What to produce — The result should be every line of the listing that contains "Format".

Exercise input —

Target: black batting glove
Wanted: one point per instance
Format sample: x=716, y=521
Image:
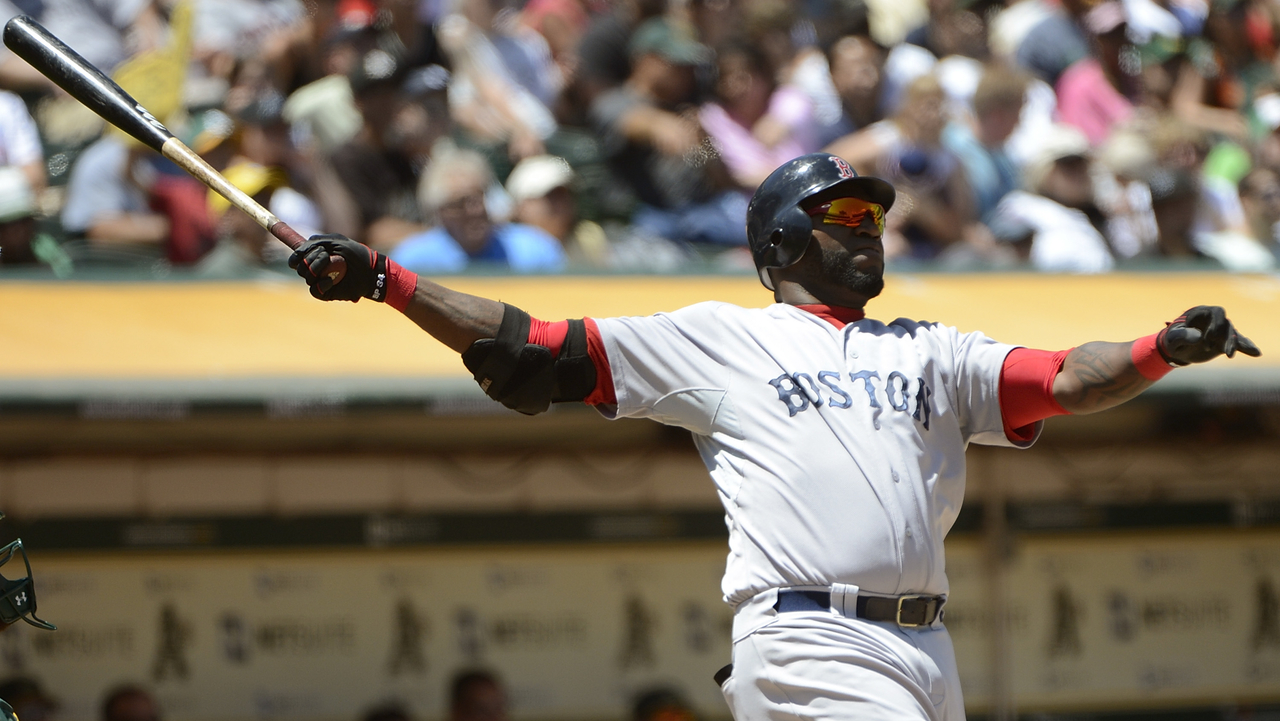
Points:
...
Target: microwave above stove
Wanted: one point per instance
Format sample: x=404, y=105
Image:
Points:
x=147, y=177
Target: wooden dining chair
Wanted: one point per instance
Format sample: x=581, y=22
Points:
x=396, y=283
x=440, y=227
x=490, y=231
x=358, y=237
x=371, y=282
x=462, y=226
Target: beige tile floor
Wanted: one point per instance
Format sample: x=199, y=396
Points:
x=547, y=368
==
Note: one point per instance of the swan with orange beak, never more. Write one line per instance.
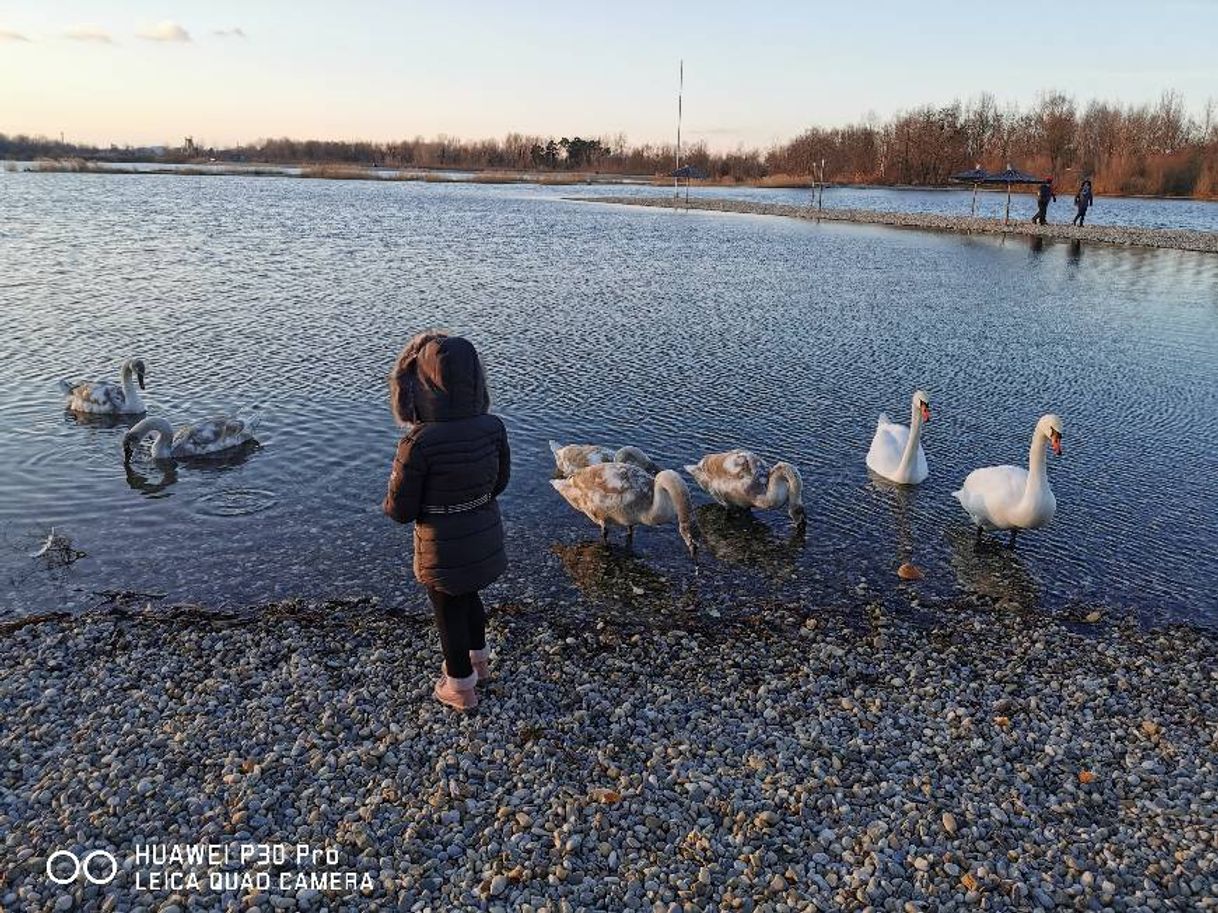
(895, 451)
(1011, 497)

Exercise result —
Format sample: x=716, y=521
Format sample: x=404, y=105
Format sample: x=581, y=22
Format sample: x=199, y=396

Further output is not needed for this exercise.